■ Exercise brief
Format the lines from the start of the items through the line containing "[164,23,227,38]" as a JSON list of strings, one string per line, with both ends included. Omit blank lines and the pictures.

── Records for this exercise ──

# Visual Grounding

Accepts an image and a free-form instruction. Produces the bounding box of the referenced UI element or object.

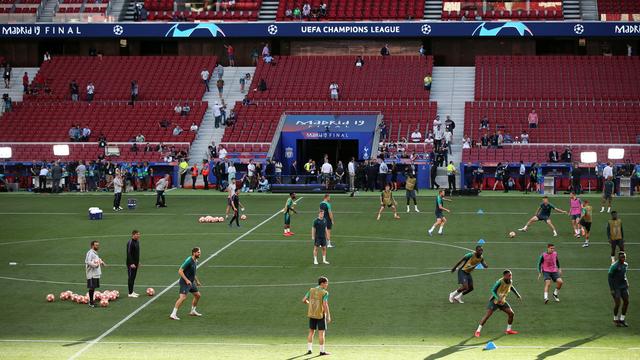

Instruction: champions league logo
[472,21,533,36]
[164,23,227,38]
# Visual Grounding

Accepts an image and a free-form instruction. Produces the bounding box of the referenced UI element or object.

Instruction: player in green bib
[169,247,202,320]
[282,193,298,236]
[449,245,488,304]
[518,196,568,236]
[302,276,331,356]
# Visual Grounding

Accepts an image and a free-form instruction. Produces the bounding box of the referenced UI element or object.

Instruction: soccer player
[607,211,624,264]
[282,193,298,236]
[569,191,582,238]
[600,176,616,212]
[538,244,564,304]
[169,247,202,320]
[449,245,488,304]
[320,194,336,247]
[609,251,629,327]
[302,276,331,356]
[84,240,105,308]
[518,196,567,236]
[311,210,329,265]
[474,269,522,337]
[429,190,451,236]
[404,172,420,212]
[376,184,400,220]
[229,189,244,227]
[580,200,593,247]
[127,230,140,298]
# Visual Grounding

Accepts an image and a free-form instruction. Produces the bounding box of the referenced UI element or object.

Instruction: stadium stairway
[189,66,255,186]
[0,68,40,112]
[580,0,600,21]
[562,0,580,20]
[258,0,280,21]
[424,0,442,20]
[38,0,58,22]
[427,66,475,186]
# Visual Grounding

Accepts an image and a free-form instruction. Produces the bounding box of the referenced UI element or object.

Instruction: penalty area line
[69,197,303,360]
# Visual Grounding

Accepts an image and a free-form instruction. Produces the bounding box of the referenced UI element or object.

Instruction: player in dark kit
[475,270,522,337]
[311,210,329,265]
[127,230,140,298]
[169,247,202,320]
[449,245,488,304]
[609,251,629,327]
[282,193,298,236]
[518,196,567,236]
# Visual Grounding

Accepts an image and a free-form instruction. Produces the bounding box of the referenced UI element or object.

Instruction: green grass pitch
[0,190,640,360]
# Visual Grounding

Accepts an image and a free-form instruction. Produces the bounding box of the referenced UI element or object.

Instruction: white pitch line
[0,339,628,350]
[69,197,303,360]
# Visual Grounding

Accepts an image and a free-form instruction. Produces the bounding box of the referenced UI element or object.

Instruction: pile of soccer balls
[47,290,120,307]
[198,214,247,224]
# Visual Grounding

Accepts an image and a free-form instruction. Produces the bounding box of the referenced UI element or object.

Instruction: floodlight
[53,145,69,156]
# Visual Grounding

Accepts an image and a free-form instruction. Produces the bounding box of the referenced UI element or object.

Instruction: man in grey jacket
[84,240,104,308]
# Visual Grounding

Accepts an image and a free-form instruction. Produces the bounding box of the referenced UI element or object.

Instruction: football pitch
[0,190,640,359]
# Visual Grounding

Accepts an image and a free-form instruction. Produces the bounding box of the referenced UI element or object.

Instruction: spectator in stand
[380,44,391,57]
[480,133,489,147]
[69,80,80,101]
[87,81,96,102]
[528,109,538,129]
[411,128,422,143]
[2,62,12,89]
[462,136,471,149]
[424,74,433,91]
[216,79,224,99]
[302,2,311,18]
[22,71,29,94]
[200,68,210,92]
[224,45,236,66]
[213,63,224,80]
[561,147,573,163]
[329,81,340,100]
[212,101,222,129]
[480,115,489,130]
[131,80,139,105]
[81,126,91,141]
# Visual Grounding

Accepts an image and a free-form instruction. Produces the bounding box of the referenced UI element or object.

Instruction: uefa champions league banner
[278,113,378,169]
[0,21,640,39]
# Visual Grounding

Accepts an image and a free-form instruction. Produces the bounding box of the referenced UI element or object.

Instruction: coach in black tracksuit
[127,230,140,297]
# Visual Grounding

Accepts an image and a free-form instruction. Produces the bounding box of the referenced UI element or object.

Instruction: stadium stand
[276,0,424,21]
[598,0,640,21]
[223,99,437,143]
[249,56,433,101]
[27,56,216,101]
[442,1,564,21]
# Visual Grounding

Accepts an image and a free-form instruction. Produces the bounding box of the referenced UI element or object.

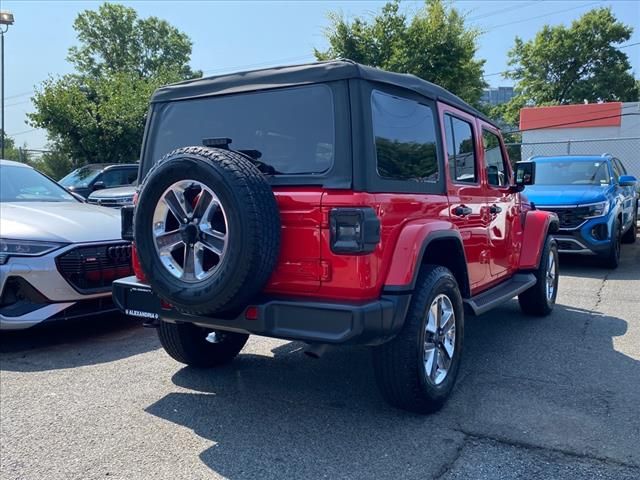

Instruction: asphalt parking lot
[0,242,640,480]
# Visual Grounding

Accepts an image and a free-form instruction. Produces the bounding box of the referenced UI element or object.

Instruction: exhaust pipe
[304,343,329,359]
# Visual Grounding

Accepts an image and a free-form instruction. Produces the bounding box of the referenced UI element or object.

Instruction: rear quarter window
[371,90,439,182]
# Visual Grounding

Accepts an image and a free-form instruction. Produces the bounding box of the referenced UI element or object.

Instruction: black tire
[158,322,249,368]
[600,218,622,270]
[518,236,560,317]
[134,147,280,315]
[373,265,464,414]
[621,206,638,244]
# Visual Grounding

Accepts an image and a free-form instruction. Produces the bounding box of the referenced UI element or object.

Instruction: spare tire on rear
[134,147,280,315]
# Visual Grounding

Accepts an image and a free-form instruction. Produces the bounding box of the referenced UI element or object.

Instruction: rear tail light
[329,207,380,255]
[131,243,147,282]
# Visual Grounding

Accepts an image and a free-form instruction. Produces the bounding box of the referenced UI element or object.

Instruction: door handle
[453,205,473,217]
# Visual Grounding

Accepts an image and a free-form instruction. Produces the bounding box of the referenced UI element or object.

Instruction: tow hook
[205,332,222,343]
[304,343,329,359]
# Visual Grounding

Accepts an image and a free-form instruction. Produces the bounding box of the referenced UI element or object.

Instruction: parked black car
[58,163,138,198]
[87,182,138,208]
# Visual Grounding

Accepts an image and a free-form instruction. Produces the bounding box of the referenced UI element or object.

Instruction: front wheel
[158,322,249,368]
[518,237,559,317]
[622,207,638,243]
[373,265,464,413]
[601,219,622,269]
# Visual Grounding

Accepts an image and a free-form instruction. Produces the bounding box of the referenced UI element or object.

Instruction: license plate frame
[124,287,161,321]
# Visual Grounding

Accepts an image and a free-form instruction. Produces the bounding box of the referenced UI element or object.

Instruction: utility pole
[0,11,13,158]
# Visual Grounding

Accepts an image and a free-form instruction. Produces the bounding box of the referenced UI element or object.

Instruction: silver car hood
[0,202,120,243]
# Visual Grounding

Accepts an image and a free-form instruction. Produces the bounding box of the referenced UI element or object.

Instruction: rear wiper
[202,137,282,175]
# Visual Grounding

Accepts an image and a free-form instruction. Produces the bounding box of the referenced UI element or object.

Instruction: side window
[444,114,478,183]
[482,130,508,187]
[124,168,138,185]
[371,90,439,182]
[99,168,124,188]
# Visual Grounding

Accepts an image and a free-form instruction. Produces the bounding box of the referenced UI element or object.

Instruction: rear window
[143,85,335,175]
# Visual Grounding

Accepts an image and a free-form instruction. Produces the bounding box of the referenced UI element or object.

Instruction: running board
[464,273,536,315]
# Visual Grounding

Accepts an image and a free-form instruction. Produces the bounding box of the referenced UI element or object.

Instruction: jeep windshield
[536,161,609,185]
[143,85,335,175]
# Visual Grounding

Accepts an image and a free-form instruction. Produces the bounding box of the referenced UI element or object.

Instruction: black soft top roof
[151,60,495,125]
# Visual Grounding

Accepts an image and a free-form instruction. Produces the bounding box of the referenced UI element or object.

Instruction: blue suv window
[536,160,611,185]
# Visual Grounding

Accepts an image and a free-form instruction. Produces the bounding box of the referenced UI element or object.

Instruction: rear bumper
[113,277,411,345]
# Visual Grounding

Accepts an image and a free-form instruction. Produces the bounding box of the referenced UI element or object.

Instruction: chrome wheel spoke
[163,190,188,224]
[440,310,456,335]
[427,348,440,383]
[182,245,196,281]
[442,338,454,361]
[426,303,438,334]
[193,190,213,221]
[201,228,227,256]
[156,230,182,255]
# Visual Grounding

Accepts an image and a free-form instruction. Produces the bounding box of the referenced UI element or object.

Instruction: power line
[4,90,34,100]
[483,2,602,31]
[482,42,640,77]
[466,0,542,22]
[7,128,38,137]
[5,100,31,108]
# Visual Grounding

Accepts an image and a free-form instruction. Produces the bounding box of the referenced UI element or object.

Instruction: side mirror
[618,175,638,187]
[515,162,536,188]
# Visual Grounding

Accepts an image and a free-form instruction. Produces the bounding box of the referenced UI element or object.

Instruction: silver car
[0,160,131,330]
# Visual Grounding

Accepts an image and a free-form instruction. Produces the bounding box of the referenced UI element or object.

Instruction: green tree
[29,3,200,167]
[35,145,74,180]
[0,130,31,163]
[67,3,194,78]
[314,0,486,104]
[496,7,639,123]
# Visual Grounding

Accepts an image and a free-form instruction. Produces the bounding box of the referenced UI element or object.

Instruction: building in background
[480,87,514,105]
[520,102,640,178]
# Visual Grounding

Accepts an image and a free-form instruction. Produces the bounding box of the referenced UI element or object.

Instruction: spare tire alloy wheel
[153,180,228,282]
[134,147,280,315]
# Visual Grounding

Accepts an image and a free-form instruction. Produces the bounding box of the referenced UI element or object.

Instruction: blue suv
[525,154,638,268]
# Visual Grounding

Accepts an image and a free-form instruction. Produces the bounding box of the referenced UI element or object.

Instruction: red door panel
[438,103,490,293]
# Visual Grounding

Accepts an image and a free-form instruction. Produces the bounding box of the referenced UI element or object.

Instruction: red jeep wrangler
[114,61,558,412]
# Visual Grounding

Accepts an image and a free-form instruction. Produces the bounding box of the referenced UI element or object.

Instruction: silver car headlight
[581,202,609,218]
[0,238,67,265]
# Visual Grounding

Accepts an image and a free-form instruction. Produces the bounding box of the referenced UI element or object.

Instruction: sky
[0,0,640,149]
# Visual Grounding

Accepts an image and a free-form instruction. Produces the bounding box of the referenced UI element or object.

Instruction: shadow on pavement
[146,302,640,478]
[0,314,160,372]
[560,238,640,280]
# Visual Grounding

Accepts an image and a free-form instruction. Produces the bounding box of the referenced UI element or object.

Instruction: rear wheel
[158,322,249,368]
[518,237,559,316]
[373,265,464,413]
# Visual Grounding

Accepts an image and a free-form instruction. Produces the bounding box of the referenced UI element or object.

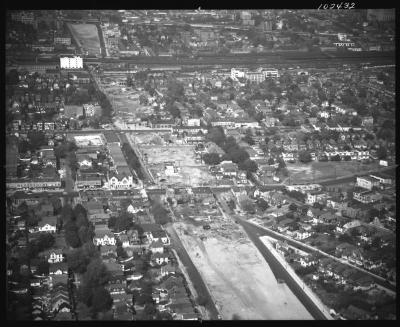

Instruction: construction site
[130,132,214,187]
[174,200,313,320]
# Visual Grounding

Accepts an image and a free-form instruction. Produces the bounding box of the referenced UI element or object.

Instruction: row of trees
[59,204,94,248]
[203,126,258,177]
[60,200,113,320]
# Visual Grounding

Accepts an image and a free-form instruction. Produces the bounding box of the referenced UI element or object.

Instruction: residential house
[39,248,64,263]
[356,176,379,191]
[148,229,170,245]
[150,252,169,265]
[38,216,57,233]
[93,229,116,246]
[49,262,68,275]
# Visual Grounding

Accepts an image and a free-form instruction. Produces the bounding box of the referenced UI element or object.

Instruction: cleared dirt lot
[174,221,312,320]
[287,161,377,184]
[139,145,214,186]
[69,24,101,55]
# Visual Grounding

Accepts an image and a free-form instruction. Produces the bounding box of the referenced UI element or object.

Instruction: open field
[176,222,312,320]
[287,161,378,184]
[69,24,101,55]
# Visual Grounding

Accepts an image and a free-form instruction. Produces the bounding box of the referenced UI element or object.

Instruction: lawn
[287,161,377,184]
[69,24,101,55]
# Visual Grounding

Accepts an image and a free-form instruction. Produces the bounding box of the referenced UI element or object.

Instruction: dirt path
[177,224,312,320]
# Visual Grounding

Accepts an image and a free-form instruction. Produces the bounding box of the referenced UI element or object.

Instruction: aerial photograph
[3,9,397,323]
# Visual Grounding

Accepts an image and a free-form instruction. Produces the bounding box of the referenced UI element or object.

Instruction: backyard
[68,24,101,55]
[287,161,378,184]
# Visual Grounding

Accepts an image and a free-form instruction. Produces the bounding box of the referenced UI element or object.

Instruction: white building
[60,56,83,69]
[357,176,379,190]
[53,36,71,45]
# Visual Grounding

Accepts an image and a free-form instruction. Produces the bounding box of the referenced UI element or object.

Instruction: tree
[299,150,312,163]
[67,248,91,274]
[167,80,185,100]
[196,295,208,307]
[240,198,255,213]
[376,145,387,160]
[36,260,50,276]
[114,212,133,232]
[350,116,362,127]
[6,69,19,85]
[50,196,62,215]
[256,198,269,211]
[75,301,92,320]
[83,258,111,287]
[238,159,258,173]
[151,202,171,225]
[108,216,117,229]
[243,129,255,145]
[64,221,81,248]
[203,152,221,165]
[78,224,95,244]
[206,126,226,146]
[224,147,249,163]
[61,204,75,224]
[28,131,47,151]
[331,154,342,161]
[92,287,113,313]
[36,233,56,252]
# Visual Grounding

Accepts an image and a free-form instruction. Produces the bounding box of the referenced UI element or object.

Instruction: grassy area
[70,24,101,55]
[287,161,378,184]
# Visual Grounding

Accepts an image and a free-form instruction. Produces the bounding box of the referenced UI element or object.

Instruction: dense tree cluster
[151,202,171,225]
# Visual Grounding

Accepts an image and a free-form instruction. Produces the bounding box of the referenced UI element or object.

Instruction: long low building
[6,176,61,190]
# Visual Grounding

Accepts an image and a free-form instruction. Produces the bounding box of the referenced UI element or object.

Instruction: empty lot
[68,24,101,55]
[176,222,312,320]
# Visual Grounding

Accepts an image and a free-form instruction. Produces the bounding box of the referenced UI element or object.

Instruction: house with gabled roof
[37,216,57,233]
[93,229,116,246]
[149,240,164,253]
[108,167,133,190]
[39,248,64,263]
[49,262,68,275]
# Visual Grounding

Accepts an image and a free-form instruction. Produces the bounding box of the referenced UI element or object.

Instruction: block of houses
[84,201,104,215]
[100,245,117,258]
[108,167,133,190]
[39,248,64,264]
[148,229,170,245]
[49,262,68,275]
[149,240,164,253]
[93,229,116,246]
[37,216,57,233]
[150,252,169,266]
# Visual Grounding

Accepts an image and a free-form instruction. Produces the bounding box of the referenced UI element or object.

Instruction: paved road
[212,196,326,320]
[166,224,219,320]
[237,217,396,292]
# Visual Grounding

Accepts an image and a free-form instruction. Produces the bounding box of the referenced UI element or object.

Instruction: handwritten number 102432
[318,2,356,10]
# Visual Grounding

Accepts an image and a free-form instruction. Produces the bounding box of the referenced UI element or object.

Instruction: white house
[49,262,68,275]
[93,230,116,246]
[40,249,64,264]
[149,240,164,253]
[149,230,170,245]
[108,171,133,190]
[150,253,169,265]
[38,217,56,233]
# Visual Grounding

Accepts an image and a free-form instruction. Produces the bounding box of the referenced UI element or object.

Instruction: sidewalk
[260,236,334,320]
[247,220,396,295]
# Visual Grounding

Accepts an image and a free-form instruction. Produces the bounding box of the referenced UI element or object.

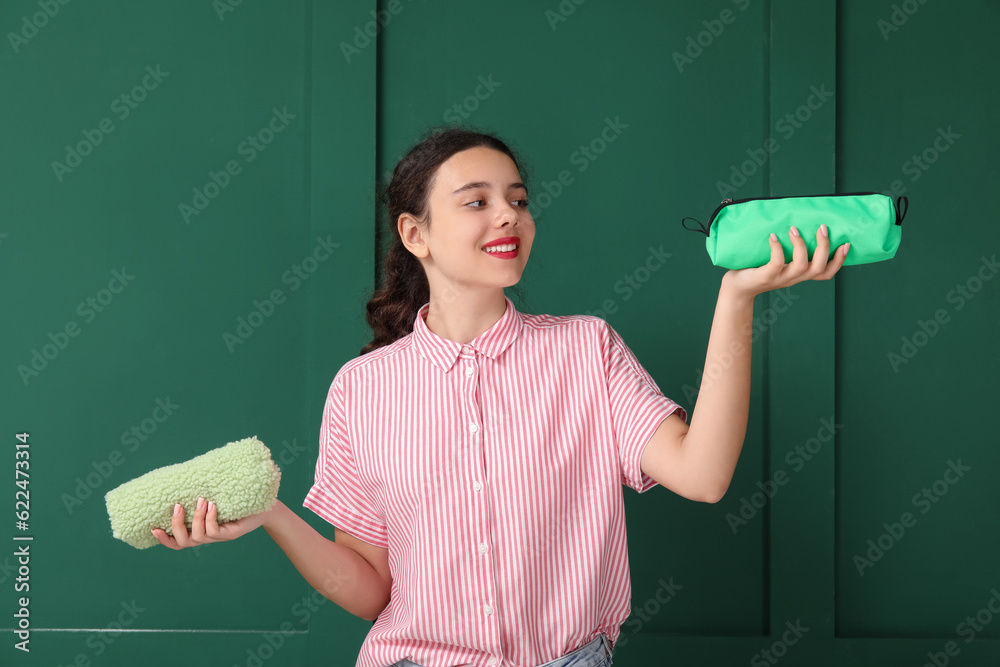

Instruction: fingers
[788,225,819,278]
[152,498,219,549]
[810,225,850,280]
[191,498,208,544]
[788,225,850,282]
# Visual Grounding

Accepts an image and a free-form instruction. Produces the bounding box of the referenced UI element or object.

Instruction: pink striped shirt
[303,296,687,667]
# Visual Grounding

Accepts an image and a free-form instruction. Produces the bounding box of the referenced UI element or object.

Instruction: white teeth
[483,243,517,252]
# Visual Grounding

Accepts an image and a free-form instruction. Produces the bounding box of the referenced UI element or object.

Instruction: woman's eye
[466,199,528,208]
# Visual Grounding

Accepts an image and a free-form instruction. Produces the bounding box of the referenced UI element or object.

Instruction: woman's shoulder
[333,333,413,384]
[522,314,610,335]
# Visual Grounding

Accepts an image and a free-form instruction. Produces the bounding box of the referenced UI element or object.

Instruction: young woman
[154,128,847,667]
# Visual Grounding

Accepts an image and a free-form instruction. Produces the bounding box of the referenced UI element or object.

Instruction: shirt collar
[413,294,522,373]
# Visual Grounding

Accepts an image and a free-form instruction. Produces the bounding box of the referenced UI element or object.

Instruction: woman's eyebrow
[452,181,528,195]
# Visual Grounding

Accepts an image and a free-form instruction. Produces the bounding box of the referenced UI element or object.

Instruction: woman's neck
[425,289,507,345]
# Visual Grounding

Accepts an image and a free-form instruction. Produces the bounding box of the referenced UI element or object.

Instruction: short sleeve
[601,320,688,493]
[302,374,389,548]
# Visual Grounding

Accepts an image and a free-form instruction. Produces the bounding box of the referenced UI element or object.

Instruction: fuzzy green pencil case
[104,436,281,549]
[681,192,908,269]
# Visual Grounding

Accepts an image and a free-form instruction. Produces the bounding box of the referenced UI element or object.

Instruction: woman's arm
[640,225,849,503]
[639,273,754,503]
[153,500,392,621]
[263,500,392,621]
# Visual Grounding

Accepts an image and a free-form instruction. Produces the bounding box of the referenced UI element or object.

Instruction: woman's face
[403,146,535,293]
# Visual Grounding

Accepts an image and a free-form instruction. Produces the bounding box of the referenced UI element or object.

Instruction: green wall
[0,0,1000,665]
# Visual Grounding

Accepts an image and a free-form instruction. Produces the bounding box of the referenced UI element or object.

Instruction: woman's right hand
[153,498,281,550]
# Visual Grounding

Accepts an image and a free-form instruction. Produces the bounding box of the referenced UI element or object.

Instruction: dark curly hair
[361,126,528,354]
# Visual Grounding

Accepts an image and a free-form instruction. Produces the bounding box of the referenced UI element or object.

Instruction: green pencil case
[681,192,909,269]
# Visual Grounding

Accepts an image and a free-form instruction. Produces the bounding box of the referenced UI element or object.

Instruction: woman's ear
[396,213,429,258]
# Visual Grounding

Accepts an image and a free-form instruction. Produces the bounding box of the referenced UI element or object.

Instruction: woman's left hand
[723,225,850,298]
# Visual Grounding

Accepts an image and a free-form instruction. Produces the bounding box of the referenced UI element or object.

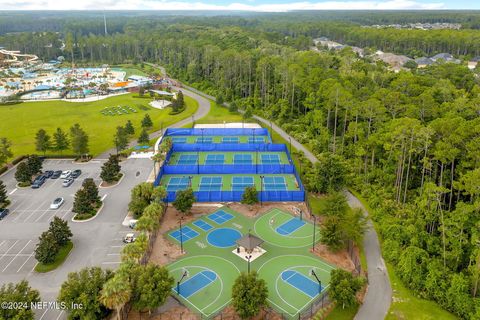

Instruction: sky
[0,0,480,12]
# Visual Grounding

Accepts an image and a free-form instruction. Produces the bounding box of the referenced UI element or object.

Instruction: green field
[168,151,290,165]
[0,94,198,157]
[165,207,333,319]
[160,174,300,191]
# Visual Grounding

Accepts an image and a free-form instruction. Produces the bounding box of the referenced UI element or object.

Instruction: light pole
[260,176,265,207]
[245,254,252,273]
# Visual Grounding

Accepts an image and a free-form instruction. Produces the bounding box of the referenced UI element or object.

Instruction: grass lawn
[35,241,73,273]
[0,94,198,157]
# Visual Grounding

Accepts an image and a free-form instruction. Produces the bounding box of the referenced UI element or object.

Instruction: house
[415,57,435,68]
[468,56,480,70]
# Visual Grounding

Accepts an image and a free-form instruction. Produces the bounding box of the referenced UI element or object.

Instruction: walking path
[152,65,392,320]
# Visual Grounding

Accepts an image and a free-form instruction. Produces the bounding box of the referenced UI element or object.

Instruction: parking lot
[0,159,152,319]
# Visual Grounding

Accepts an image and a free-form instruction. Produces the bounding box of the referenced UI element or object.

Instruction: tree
[26,154,42,176]
[100,154,121,183]
[35,129,52,155]
[232,271,268,319]
[0,138,13,166]
[132,264,174,313]
[113,125,127,154]
[138,128,150,143]
[35,231,60,264]
[15,161,32,184]
[241,186,258,205]
[125,120,135,135]
[82,178,100,203]
[57,267,113,320]
[70,123,90,158]
[100,273,132,320]
[142,113,153,129]
[53,128,70,154]
[0,280,40,320]
[329,269,365,309]
[0,180,10,209]
[173,188,196,214]
[48,216,73,247]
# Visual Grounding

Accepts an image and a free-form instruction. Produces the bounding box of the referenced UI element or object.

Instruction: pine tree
[125,120,135,135]
[138,128,149,143]
[100,154,121,183]
[53,128,70,154]
[142,113,153,128]
[35,129,52,155]
[0,180,10,209]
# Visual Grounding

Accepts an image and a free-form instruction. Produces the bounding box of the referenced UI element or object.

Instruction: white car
[60,170,72,179]
[50,197,65,210]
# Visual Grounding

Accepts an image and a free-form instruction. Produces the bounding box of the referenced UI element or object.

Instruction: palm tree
[100,274,132,320]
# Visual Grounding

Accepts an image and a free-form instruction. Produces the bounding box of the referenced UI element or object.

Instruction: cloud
[0,0,446,12]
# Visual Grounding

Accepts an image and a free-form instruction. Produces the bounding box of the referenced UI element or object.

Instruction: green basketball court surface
[165,207,334,319]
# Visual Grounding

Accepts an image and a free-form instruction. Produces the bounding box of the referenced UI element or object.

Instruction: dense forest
[0,13,480,319]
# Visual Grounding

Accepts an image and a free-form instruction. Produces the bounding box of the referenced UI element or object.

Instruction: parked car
[43,170,53,179]
[32,175,47,189]
[60,170,72,179]
[0,209,10,220]
[50,170,62,179]
[72,169,82,179]
[50,197,65,209]
[123,233,136,243]
[62,178,75,187]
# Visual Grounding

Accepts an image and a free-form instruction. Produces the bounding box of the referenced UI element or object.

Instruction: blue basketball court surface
[167,177,190,192]
[198,177,222,191]
[282,270,322,298]
[208,210,233,224]
[207,228,242,248]
[173,270,217,299]
[205,154,225,165]
[276,218,305,236]
[232,177,254,191]
[193,220,213,231]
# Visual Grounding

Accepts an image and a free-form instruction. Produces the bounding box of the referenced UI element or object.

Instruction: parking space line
[2,240,32,272]
[17,252,34,273]
[0,240,20,260]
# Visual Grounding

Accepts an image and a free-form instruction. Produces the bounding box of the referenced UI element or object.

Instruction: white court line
[2,240,32,272]
[17,252,34,273]
[0,240,20,260]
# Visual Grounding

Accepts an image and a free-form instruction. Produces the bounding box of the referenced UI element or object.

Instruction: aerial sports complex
[155,128,305,202]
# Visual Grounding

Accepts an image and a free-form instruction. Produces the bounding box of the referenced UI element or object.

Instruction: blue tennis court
[167,177,190,192]
[208,210,233,224]
[233,153,253,164]
[276,218,305,236]
[222,137,240,143]
[198,177,222,191]
[262,154,280,164]
[173,270,217,299]
[193,220,213,231]
[263,177,287,191]
[196,137,213,143]
[205,154,225,165]
[170,227,199,242]
[172,137,187,143]
[248,136,265,143]
[282,270,322,298]
[232,177,254,191]
[177,154,198,165]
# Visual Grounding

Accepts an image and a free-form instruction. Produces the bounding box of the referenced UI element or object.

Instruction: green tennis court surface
[165,207,333,319]
[168,151,290,165]
[168,135,270,143]
[160,174,299,192]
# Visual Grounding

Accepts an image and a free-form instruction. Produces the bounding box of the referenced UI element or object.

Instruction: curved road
[163,71,392,320]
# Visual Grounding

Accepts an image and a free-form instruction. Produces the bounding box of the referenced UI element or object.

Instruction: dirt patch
[150,206,218,265]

───

■ The answer
[
  "# Visual Grounding",
  "Accepts an image and a free-form instruction. Produces the bounding box of the referenced UI element or object.",
  "Instruction: champions league logo",
  "[472,21,533,36]",
  "[164,23,227,38]"
]